## TASK STATEMENT
Arrange the part of the records that starts with the line containing "If you could place a marker on the bush" and runs to the end of the records as a numbered list, leaving out any blank lines.
####################
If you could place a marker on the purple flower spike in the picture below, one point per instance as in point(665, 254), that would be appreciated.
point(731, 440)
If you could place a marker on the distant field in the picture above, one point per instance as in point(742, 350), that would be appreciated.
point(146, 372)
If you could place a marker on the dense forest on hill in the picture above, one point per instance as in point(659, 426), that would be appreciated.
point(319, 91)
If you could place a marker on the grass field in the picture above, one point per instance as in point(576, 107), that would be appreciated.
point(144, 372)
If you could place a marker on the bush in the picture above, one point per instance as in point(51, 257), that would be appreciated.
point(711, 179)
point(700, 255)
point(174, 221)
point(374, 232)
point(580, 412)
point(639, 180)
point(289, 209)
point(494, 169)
####################
## RESPONSE
1. If you could place a marker on the bush in the picture above, one point per instance as in point(51, 257), that would be appreciated.
2. point(711, 179)
3. point(700, 255)
4. point(174, 221)
5. point(374, 232)
6. point(580, 412)
7. point(639, 180)
8. point(289, 209)
9. point(494, 169)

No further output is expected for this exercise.